Exercise details:
All of the listing below must be repeated word for word. Pictures are the only thing to omit.

Data records:
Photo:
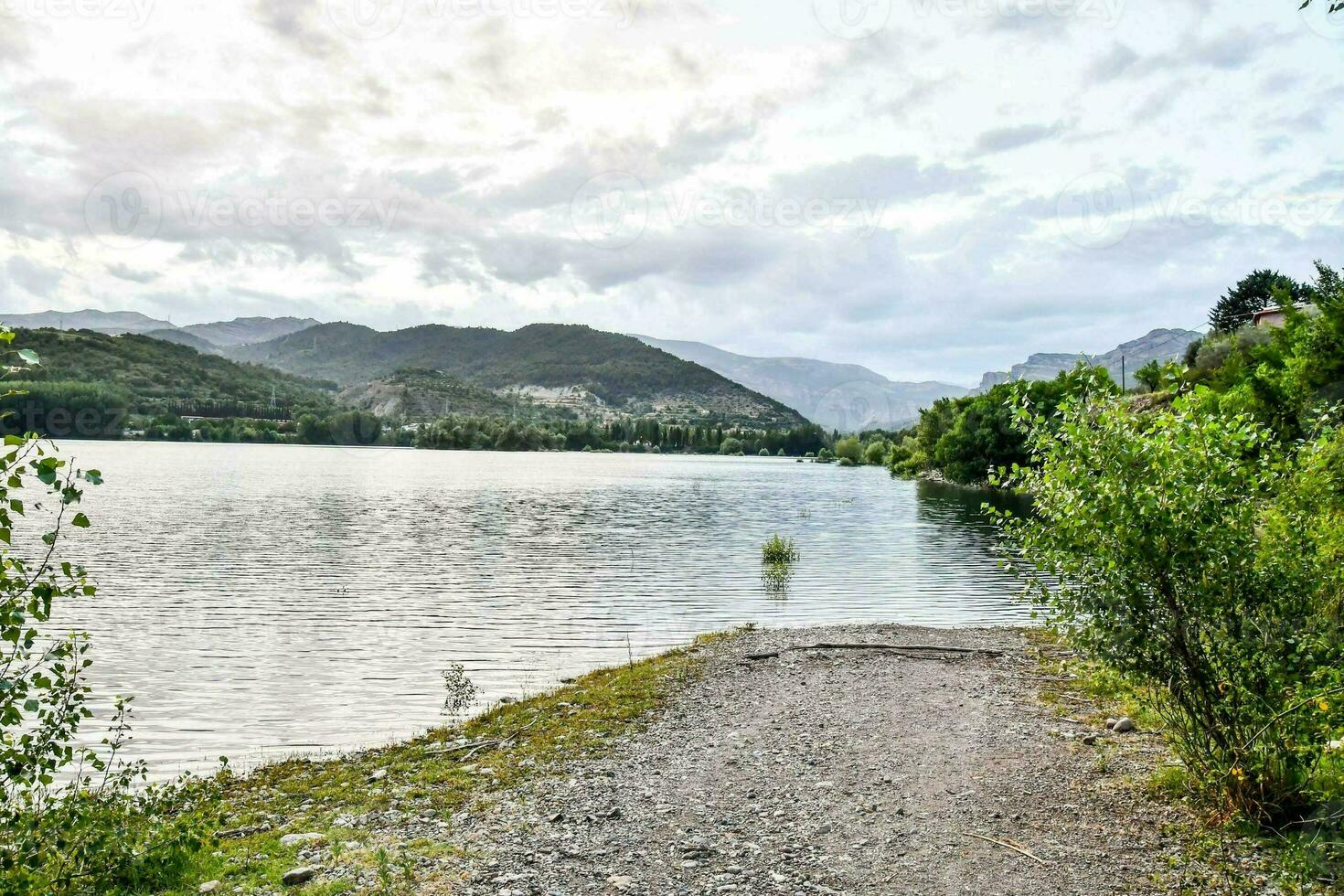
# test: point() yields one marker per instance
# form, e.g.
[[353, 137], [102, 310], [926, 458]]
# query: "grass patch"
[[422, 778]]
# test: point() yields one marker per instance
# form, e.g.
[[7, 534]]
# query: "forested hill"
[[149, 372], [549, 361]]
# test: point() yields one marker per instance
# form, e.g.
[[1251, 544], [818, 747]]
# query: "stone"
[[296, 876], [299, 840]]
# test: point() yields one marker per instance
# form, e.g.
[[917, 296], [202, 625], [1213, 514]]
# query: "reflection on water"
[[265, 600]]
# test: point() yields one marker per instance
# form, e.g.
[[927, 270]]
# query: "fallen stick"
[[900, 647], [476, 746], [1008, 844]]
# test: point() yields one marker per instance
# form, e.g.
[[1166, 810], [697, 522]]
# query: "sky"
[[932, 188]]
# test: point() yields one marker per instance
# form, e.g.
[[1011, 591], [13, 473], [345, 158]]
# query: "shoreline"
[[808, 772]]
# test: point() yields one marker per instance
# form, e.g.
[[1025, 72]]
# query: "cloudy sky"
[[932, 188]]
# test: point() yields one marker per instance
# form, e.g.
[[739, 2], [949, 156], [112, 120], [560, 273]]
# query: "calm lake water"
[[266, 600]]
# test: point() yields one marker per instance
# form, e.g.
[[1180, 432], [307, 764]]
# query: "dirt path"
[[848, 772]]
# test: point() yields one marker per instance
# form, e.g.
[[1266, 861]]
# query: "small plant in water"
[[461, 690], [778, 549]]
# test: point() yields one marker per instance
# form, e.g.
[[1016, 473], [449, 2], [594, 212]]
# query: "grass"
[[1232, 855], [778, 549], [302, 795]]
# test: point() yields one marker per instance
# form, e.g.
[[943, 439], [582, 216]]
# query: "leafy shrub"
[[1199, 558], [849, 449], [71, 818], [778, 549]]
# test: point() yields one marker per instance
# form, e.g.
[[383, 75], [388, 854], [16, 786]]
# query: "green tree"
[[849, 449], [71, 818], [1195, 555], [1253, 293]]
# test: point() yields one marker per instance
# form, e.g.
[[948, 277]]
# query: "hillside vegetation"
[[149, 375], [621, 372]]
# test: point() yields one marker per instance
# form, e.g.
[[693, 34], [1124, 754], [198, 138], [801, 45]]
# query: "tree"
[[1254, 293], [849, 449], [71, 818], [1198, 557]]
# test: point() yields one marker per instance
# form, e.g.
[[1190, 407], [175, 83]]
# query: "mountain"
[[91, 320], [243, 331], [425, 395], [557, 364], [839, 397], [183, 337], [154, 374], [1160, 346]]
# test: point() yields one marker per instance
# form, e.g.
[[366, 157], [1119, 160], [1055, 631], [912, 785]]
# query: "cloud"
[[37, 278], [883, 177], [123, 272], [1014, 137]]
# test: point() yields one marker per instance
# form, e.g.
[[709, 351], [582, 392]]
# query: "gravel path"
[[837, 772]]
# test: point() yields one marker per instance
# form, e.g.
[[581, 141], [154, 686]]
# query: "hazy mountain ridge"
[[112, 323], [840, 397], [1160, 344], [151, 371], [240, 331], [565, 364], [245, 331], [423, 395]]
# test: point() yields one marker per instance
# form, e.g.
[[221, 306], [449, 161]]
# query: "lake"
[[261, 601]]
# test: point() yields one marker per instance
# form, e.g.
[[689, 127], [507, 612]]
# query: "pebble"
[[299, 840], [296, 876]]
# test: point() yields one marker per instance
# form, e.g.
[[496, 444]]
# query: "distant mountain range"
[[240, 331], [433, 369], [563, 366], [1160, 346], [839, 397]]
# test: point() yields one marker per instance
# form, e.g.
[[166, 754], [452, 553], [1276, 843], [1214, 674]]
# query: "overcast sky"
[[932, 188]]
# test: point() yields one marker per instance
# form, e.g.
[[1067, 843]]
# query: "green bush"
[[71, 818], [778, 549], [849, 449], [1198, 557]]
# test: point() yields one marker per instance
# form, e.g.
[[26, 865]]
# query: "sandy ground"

Solution to this problem:
Photo:
# test: point() yields one marker per instance
# form, e.g.
[[353, 137], [102, 310], [926, 458]]
# query: "grass patch"
[[422, 778]]
# test: point() yields one marker per instance
# form, e.g.
[[7, 534]]
# query: "forested hill"
[[149, 372], [549, 361]]
# test: point() yields one marker per instance
# form, e.g.
[[1251, 544], [818, 747]]
# query: "stone"
[[296, 876], [299, 840]]
# test: point() yields one marker per instance
# form, e.g.
[[917, 296], [202, 625], [1213, 514]]
# query: "reflection on water"
[[265, 600]]
# test: point() yields one marker per instance
# form, e.g.
[[927, 270]]
# query: "fallen stick"
[[900, 647], [476, 746], [1008, 844]]
# test: point() yields one marker per instance
# form, e.g.
[[1166, 810], [697, 522]]
# query: "sky"
[[932, 188]]
# test: point() yields one marker per instance
# form, e.g.
[[1011, 591], [13, 473], [345, 158]]
# query: "shoreline"
[[808, 772]]
# test: point() yields one marker per instance
# form, e.g.
[[1025, 72]]
# query: "cloudy sky"
[[932, 188]]
# test: point() yields one marker per instance
# form, e.g.
[[739, 2], [949, 156], [112, 120], [560, 273]]
# query: "calm lake water"
[[266, 600]]
# test: point() yields one marker per instance
# form, e.g.
[[1180, 432], [307, 764]]
# query: "dirt path"
[[848, 772]]
# test: point() yields one marker per instance
# form, e.g.
[[1266, 861]]
# query: "small plant in water"
[[461, 690], [778, 549]]
# test: point() yields one marker per instance
# form, e.g.
[[1016, 473], [449, 2], [594, 212]]
# query: "grass"
[[1232, 855], [778, 549], [302, 795]]
# test: point() yields one marker per instance
# form, e.g.
[[943, 439], [582, 216]]
# query: "leafy shrub"
[[1199, 558], [849, 449], [71, 818], [778, 549]]
# test: point() yields one marker per instance
# form, e.g.
[[383, 75], [388, 854], [16, 786]]
# query: "green tree"
[[849, 449], [71, 818], [1195, 555], [1253, 293]]
# test: point() yields one marker per instance
# form, e.g.
[[948, 277]]
# query: "hillside vegetation"
[[149, 375], [621, 372]]
# test: point() yields one marker per instance
# form, e.g.
[[693, 34], [1124, 754], [198, 138], [801, 45]]
# query: "tree"
[[1254, 293], [849, 449], [71, 818], [1198, 557]]
# test: point() yields one marker per instance
# form, e.g.
[[1190, 407], [175, 83]]
# query: "mountain"
[[91, 320], [243, 331], [425, 395], [557, 364], [839, 397], [183, 337], [154, 374], [1160, 346]]
# test: point() yields one marker per instance
# form, e.g.
[[366, 157], [1119, 160], [1055, 631], [912, 785]]
# query: "cloud"
[[37, 278], [883, 177], [123, 272], [1014, 137]]
# test: point() yields one marker per instance
# form, e.g.
[[709, 351], [582, 392]]
# query: "gravel path"
[[837, 772]]
# test: point() yields one marker per instance
# form, e.g.
[[581, 141], [154, 686]]
# query: "hazy mountain ridge"
[[112, 323], [840, 397], [1160, 344], [151, 371], [240, 331], [565, 364], [245, 331], [423, 395]]
# test: point() yields one marker per instance
# form, e.g.
[[221, 306], [449, 161]]
# query: "lake"
[[261, 601]]
# test: point() yields one marker per instance
# form, e.g.
[[689, 127], [507, 612]]
# query: "pebble"
[[299, 840], [296, 876]]
# test: point() yields one marker per instance
# form, e.g.
[[496, 444]]
# query: "distant mountain range"
[[240, 331], [433, 369], [563, 366], [1160, 346], [839, 397]]
# test: point() yields one marker per instance
# form, e.g.
[[166, 754], [452, 553], [1276, 843], [1214, 674]]
# query: "overcast sky"
[[932, 188]]
# test: point() yields one marker per instance
# form, e.g.
[[1067, 843]]
# query: "green bush"
[[71, 818], [778, 549], [849, 449], [1198, 557]]
# test: point() yields one marker per instance
# form, e.g.
[[26, 865]]
# query: "sandy ground"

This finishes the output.